##### PASSAGE PROVIDED #####
As for Karen, perhaps it's now time to put Phil Parhatka back in his box and concentrate on her work. In an effort to trace the identity of the dead woman, Karen visits Stella Leitch. In a voice that literally trembles with anger, Stella lambasts the police over the skeleton lying in her sister Susan's garage. She thinks it's possible that Susan and her girlfriend, Amanda, got into a fight that ended badly. Karen has a great deal of interest in the case, perhaps because she has seen grief up close and understands Stella's state of mind. Time does not diminish the pain of not having answers.

With Daisy on board, the team discover that Paul Allard was a jazzman who played saxophone in a quintet and lived on the Left Bank before running away to join the French Foreign Legion. Neither Todd nor Karen's team has turned up a single witness who'd seen Paul Allard/James Auld walking out to the headland. Karen is constantly under pressure from her boss, Markie "the Dog Biscuit," who arranged for Daisy from DCI Todd's team to be Karen's bag carrier.
##### DATA #####
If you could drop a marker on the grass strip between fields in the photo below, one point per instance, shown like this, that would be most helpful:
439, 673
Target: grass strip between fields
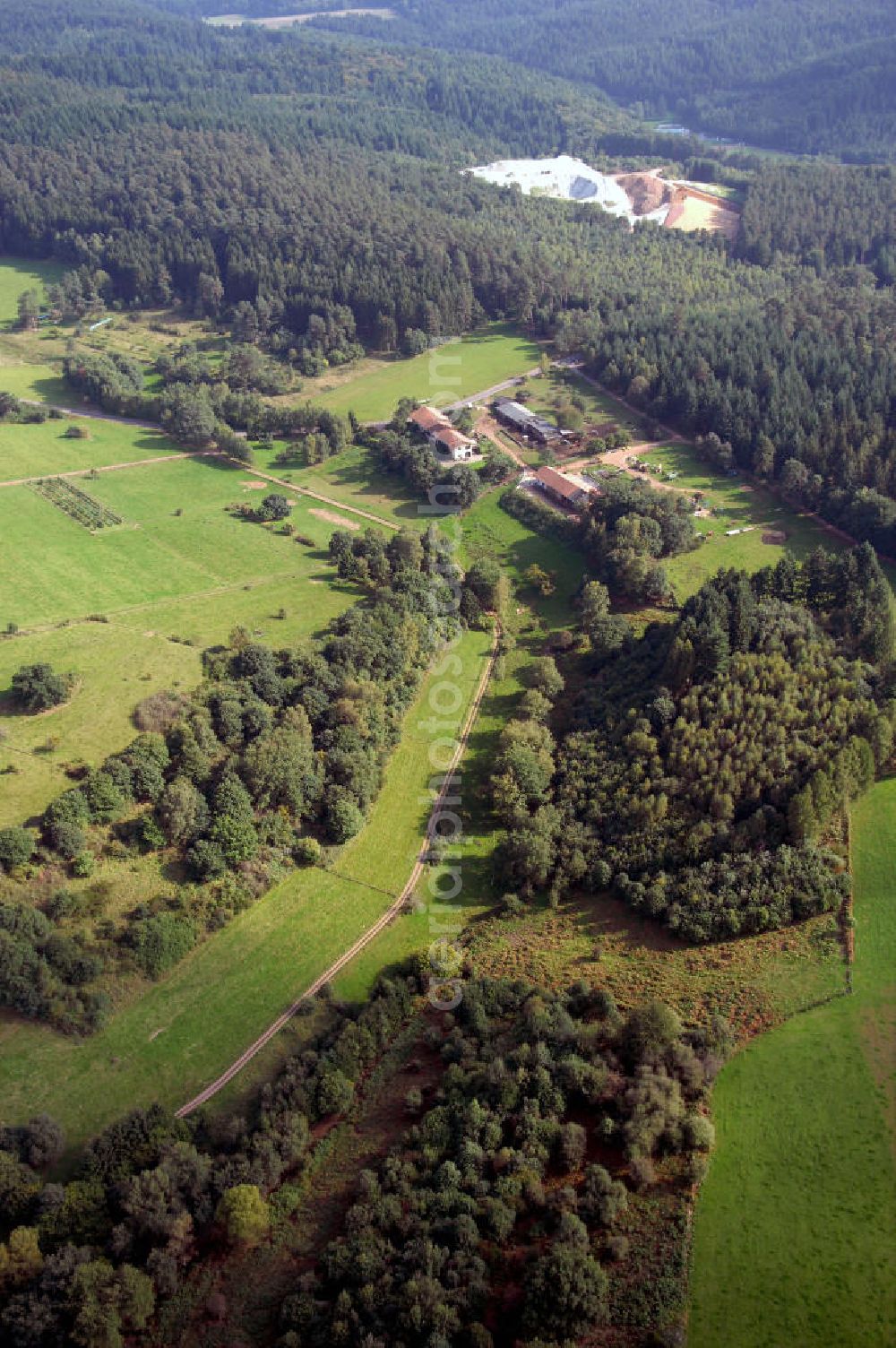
187, 1027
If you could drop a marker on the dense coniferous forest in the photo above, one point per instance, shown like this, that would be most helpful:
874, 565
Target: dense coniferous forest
795, 77
703, 764
302, 194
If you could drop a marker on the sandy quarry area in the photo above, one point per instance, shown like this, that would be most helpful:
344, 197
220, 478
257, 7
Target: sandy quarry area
567, 178
692, 213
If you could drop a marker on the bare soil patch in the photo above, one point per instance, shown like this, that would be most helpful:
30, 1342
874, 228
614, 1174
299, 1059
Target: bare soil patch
692, 212
336, 519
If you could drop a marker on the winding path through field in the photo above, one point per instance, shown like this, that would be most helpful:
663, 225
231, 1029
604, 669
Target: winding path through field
392, 912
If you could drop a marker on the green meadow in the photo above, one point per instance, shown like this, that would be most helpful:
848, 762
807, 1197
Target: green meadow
114, 670
488, 530
177, 540
187, 1027
350, 479
21, 274
45, 449
735, 503
444, 375
127, 609
794, 1227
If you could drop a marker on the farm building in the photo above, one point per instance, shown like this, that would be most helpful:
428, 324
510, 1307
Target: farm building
428, 421
454, 444
527, 424
561, 489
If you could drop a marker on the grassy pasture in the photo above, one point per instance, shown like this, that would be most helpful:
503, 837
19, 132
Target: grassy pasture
530, 619
542, 393
735, 505
186, 1029
155, 554
35, 382
349, 478
19, 274
114, 670
160, 580
488, 530
459, 369
792, 1239
42, 451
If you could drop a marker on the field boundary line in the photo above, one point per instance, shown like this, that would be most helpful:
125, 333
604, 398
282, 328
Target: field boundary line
392, 912
317, 497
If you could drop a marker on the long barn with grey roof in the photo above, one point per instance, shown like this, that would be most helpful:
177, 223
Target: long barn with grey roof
526, 422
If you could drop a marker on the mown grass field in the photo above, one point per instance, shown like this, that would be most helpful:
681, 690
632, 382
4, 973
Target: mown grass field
349, 478
735, 505
166, 583
187, 1027
792, 1239
488, 530
542, 395
34, 382
45, 449
114, 670
176, 540
21, 274
374, 387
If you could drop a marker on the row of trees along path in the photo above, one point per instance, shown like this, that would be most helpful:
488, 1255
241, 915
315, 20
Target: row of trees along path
392, 912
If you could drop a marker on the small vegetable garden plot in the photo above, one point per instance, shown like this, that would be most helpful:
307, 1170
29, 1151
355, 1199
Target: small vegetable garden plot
75, 503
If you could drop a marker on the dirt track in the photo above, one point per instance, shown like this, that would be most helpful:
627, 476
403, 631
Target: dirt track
392, 912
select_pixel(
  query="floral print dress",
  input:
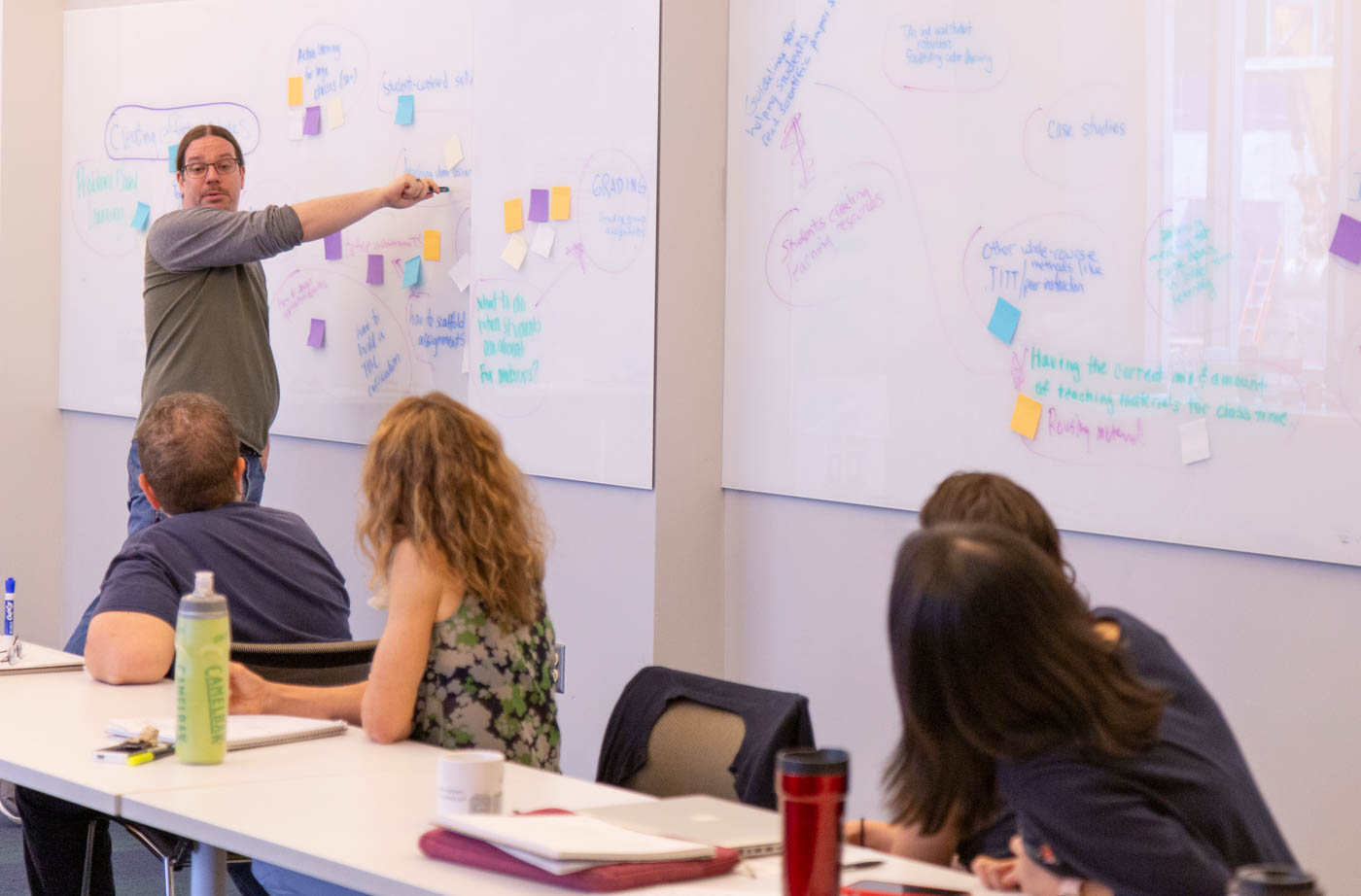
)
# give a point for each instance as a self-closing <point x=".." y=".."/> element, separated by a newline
<point x="489" y="688"/>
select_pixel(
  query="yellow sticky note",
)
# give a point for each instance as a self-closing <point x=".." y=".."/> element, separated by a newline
<point x="1025" y="419"/>
<point x="560" y="203"/>
<point x="514" y="215"/>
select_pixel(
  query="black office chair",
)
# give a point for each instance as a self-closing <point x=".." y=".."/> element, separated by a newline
<point x="676" y="733"/>
<point x="309" y="663"/>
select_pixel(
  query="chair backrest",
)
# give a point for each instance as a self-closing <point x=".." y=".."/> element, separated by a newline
<point x="310" y="663"/>
<point x="676" y="733"/>
<point x="690" y="749"/>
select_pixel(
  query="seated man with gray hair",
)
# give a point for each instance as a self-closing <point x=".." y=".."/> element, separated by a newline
<point x="279" y="582"/>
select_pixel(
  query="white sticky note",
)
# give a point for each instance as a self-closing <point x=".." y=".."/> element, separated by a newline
<point x="462" y="272"/>
<point x="514" y="251"/>
<point x="335" y="113"/>
<point x="452" y="153"/>
<point x="541" y="244"/>
<point x="1195" y="441"/>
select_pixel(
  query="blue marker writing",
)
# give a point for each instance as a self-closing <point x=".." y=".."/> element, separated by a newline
<point x="9" y="608"/>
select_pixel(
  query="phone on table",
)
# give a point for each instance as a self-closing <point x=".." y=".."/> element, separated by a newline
<point x="885" y="888"/>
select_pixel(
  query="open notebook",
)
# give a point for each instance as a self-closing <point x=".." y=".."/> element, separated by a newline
<point x="31" y="657"/>
<point x="571" y="838"/>
<point x="244" y="732"/>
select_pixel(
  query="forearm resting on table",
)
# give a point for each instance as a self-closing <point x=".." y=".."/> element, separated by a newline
<point x="905" y="839"/>
<point x="125" y="647"/>
<point x="339" y="702"/>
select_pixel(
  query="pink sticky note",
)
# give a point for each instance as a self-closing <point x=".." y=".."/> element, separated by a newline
<point x="1346" y="242"/>
<point x="538" y="204"/>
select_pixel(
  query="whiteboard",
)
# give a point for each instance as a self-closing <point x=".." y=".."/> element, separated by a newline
<point x="133" y="85"/>
<point x="1152" y="187"/>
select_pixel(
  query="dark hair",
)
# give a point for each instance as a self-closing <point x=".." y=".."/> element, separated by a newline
<point x="996" y="500"/>
<point x="995" y="657"/>
<point x="206" y="131"/>
<point x="188" y="453"/>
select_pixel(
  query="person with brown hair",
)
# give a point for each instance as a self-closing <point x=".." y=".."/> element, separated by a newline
<point x="1120" y="769"/>
<point x="279" y="582"/>
<point x="456" y="542"/>
<point x="204" y="300"/>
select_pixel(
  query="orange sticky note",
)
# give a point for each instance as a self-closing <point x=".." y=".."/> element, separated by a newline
<point x="514" y="215"/>
<point x="1025" y="419"/>
<point x="560" y="203"/>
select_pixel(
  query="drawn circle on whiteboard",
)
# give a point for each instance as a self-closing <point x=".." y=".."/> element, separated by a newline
<point x="834" y="241"/>
<point x="102" y="198"/>
<point x="614" y="208"/>
<point x="1059" y="269"/>
<point x="365" y="355"/>
<point x="506" y="375"/>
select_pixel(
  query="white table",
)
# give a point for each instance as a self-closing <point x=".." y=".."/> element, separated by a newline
<point x="342" y="808"/>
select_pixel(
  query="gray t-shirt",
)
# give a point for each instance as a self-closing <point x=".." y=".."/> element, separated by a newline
<point x="207" y="312"/>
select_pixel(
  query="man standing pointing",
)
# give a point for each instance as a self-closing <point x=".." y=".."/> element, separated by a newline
<point x="206" y="306"/>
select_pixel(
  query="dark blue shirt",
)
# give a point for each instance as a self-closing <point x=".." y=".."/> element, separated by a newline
<point x="279" y="582"/>
<point x="1176" y="818"/>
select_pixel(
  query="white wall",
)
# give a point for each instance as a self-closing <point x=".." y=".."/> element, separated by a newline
<point x="803" y="582"/>
<point x="30" y="431"/>
<point x="1274" y="640"/>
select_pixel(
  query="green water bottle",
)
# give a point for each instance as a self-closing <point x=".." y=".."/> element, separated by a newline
<point x="201" y="649"/>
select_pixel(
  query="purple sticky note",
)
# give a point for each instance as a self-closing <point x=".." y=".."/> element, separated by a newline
<point x="1346" y="242"/>
<point x="538" y="204"/>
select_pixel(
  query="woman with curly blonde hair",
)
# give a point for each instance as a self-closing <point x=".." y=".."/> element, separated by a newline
<point x="456" y="542"/>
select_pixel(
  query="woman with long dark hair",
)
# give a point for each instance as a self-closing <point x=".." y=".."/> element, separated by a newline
<point x="1122" y="771"/>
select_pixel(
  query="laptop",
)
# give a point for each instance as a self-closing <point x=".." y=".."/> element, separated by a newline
<point x="749" y="830"/>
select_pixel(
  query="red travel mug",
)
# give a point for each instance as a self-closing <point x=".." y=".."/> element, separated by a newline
<point x="812" y="784"/>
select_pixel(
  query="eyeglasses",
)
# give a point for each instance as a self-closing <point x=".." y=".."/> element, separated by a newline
<point x="199" y="169"/>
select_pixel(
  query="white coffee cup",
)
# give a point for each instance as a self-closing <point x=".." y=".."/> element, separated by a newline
<point x="470" y="782"/>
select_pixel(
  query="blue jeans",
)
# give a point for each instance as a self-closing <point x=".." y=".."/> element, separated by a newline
<point x="142" y="514"/>
<point x="281" y="881"/>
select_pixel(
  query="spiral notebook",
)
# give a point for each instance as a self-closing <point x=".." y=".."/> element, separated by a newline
<point x="244" y="732"/>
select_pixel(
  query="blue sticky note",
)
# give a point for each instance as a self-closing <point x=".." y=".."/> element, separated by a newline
<point x="1004" y="319"/>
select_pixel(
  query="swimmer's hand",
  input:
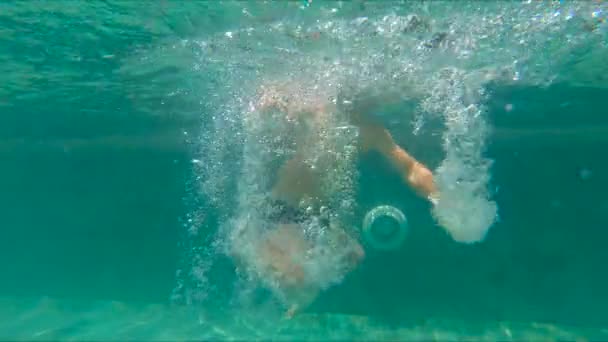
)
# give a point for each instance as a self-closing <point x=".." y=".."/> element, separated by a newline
<point x="420" y="178"/>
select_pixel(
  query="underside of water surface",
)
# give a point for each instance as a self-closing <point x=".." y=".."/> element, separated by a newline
<point x="136" y="167"/>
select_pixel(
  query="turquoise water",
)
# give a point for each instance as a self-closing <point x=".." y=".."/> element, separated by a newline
<point x="123" y="140"/>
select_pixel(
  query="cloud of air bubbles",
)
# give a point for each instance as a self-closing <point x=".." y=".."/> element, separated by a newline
<point x="437" y="54"/>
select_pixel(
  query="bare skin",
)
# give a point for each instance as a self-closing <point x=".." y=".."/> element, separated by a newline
<point x="284" y="247"/>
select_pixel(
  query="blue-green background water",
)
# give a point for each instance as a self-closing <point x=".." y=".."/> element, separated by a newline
<point x="104" y="106"/>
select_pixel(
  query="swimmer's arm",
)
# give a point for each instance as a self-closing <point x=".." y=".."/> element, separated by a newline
<point x="415" y="174"/>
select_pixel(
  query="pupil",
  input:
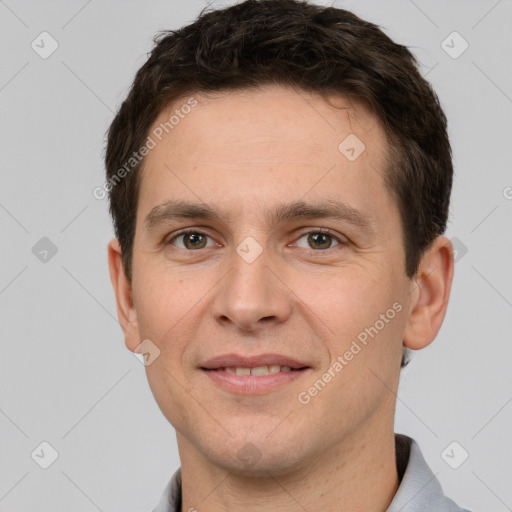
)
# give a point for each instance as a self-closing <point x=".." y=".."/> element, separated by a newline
<point x="315" y="238"/>
<point x="194" y="239"/>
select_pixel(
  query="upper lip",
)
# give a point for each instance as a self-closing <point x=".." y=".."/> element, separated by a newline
<point x="237" y="361"/>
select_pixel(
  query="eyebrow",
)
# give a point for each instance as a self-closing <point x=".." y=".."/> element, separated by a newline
<point x="329" y="209"/>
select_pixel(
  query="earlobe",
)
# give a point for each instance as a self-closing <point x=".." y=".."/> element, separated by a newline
<point x="126" y="311"/>
<point x="430" y="290"/>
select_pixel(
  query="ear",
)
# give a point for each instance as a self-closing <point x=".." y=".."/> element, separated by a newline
<point x="126" y="311"/>
<point x="430" y="289"/>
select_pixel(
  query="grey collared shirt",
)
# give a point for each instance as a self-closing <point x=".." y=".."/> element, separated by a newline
<point x="419" y="489"/>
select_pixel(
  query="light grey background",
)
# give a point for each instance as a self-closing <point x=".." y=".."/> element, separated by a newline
<point x="66" y="376"/>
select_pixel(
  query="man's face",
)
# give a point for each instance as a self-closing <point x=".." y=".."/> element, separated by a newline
<point x="251" y="283"/>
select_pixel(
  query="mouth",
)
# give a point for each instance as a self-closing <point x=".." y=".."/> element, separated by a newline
<point x="245" y="379"/>
<point x="258" y="371"/>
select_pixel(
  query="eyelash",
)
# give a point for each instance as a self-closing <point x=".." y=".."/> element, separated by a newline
<point x="316" y="230"/>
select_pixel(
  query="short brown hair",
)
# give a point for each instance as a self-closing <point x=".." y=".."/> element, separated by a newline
<point x="317" y="49"/>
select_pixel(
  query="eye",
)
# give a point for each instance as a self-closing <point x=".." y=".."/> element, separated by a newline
<point x="191" y="240"/>
<point x="320" y="239"/>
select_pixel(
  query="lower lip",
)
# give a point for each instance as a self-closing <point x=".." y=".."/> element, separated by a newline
<point x="253" y="384"/>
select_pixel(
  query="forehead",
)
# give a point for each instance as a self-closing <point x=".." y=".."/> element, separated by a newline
<point x="242" y="148"/>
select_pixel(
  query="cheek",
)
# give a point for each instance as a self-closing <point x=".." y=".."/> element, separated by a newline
<point x="162" y="303"/>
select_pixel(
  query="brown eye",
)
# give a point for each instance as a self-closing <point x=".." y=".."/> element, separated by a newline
<point x="190" y="240"/>
<point x="319" y="240"/>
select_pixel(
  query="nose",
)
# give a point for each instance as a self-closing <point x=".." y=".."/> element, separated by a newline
<point x="252" y="294"/>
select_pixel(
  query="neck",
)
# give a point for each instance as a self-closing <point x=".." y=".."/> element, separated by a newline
<point x="358" y="474"/>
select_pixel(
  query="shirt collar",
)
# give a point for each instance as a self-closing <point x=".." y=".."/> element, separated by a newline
<point x="419" y="488"/>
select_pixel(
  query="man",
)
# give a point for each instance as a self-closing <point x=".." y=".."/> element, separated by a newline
<point x="279" y="180"/>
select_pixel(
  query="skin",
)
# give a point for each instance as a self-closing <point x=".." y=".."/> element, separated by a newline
<point x="246" y="152"/>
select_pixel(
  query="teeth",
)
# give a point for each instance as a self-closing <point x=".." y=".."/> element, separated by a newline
#####
EXERCISE GOAL >>
Write a continuation of the passage about Karen's investigation, starting right after its last sentence. The items are not needed for what comes next.

ANSWER BELOW >>
The trail soon turns to James's brother, Ian Auld, once among the ranks of the British civil service. James is discovered to have a connection to a four-year-old story about a fire destroying an art gallery in Brighton. As the dueling investigations play out, the insomnia that has plagued Karen since Phil's death and turned her into a nightwalker has begun to abate. Fresh ideas chase themselves round her head and the spectra of the Dog Biscuit is always hanging over her, demanding a swift and clean resolution to the case - something that seems completely out of reach.

As the dueling narratives unfolded, I found myself getting a little confused. Was James in touch with an art dealer in Ireland? The trail takes Karen and Daisy to an Oxford art society where a photograph of Ian Auld and an artist named David Greig unleashes a puzzle that nags at Karen. There's also Karen's nemesis, Merrick Shand, the animal who used his car to deliberately crush the life of out of her beloved Phil. Shand has been released from prison. In order to make the nights pass (and before the coronavirus appears), Karen walks the streets of Edinburgh into the small hours of the morning, contemplating the nature of both crimes - the nature of James's death and the role his "dead" brother played in it.

Many of the characters in Still Life operate under the idea that their selflessness allows for some sort of moral exemption. McDermid excels in showing this as well as the tension between revelation and justice as Karen makes some startling discoveries about the unregulated art world. The author fashions a finale that tees up the next thriller (and which may end up unfolding under lockdown!).